**Source excerpt**
- - - - -
[oslo][release] oslo.limit mistakenly released as 1.0.0

Ben Nemec openstack at nemebean.com
Tue Feb 18 15:46:16 UTC 2020



On 2/18/20 4:34 AM, Moises Guimaraes de Medeiros wrote:
> If removing 1.0.0 is the way we choose to go, people who already have 
> 1.0.0 won't be able to get "newer" 0.x.y versions.
> 
> We will need an announcement to blacklist 1.0.0. Then, when the time 
> comes to finally make it stable, we can choose to either go 2.0.0 or 1.0.1.
> 
> We should specifically put in the installation page instructions to 
> blacklist 1.0.0 in requirements files.

If we pull it from pypi, do we really need to blacklist it? A regular 
pip install would only find the 0.x versions after that, right?

In general, I'm not that concerned about someone having already 
installed it at this point. It was just released and the only people who 
are likely aware of the library are the ones working on it. My main 
concern is that we've released the library with a version number that 
implies a certain level of completeness that doesn't actually exist yet.
- - - - -
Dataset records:
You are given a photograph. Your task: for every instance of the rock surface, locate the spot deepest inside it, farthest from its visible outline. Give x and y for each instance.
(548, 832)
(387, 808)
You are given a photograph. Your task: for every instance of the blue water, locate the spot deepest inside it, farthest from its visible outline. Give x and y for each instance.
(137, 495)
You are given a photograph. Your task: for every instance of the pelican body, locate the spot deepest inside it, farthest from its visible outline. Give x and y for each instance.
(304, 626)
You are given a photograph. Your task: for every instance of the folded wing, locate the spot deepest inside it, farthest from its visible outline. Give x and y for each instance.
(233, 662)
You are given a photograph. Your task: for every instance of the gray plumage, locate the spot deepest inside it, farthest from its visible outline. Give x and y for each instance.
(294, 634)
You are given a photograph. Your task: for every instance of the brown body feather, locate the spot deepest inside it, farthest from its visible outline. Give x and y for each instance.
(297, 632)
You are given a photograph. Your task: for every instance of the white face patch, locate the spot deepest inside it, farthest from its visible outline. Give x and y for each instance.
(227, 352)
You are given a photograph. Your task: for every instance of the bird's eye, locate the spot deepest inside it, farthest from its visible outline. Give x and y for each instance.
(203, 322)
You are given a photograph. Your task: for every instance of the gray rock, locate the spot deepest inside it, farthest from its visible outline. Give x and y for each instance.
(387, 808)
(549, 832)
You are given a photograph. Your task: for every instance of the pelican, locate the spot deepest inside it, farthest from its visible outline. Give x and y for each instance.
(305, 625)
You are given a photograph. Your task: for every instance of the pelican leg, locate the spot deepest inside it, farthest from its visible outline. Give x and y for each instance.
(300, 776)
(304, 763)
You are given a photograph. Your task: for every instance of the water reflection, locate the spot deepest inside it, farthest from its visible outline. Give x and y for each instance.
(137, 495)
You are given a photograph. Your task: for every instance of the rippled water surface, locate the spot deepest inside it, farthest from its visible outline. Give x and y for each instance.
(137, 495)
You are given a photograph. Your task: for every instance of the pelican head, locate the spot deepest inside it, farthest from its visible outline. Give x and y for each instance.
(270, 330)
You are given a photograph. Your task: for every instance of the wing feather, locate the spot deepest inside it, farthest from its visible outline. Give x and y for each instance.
- - - - -
Print the mailing list message about the oslo.limit 1.0.0 release in full, word for word.

[oslo][release] oslo.limit mistakenly released as 1.0.0

Ben Nemec openstack at nemebean.com
Tue Feb 18 15:46:16 UTC 2020



On 2/18/20 4:34 AM, Moises Guimaraes de Medeiros wrote:
> If removing 1.0.0 is the way we choose to go, people who already have 
> 1.0.0 won't be able to get "newer" 0.x.y versions.
> 
> We will need an announcement to blacklist 1.0.0. Then, when the time 
> comes to finally make it stable, we can choose to either go 2.0.0 or 1.0.1.
> 
> We should specifically put in the installation page instructions to 
> blacklist 1.0.0 in requirements files.

If we pull it from pypi, do we really need to blacklist it? A regular 
pip install would only find the 0.x versions after that, right?

In general, I'm not that concerned about someone having already 
installed it at this point. It was just released and the only people who 
are likely aware of the library are the ones working on it. My main 
concern is that we've released the library with a version number that 
implies a certain level of completeness that doesn't actually exist yet.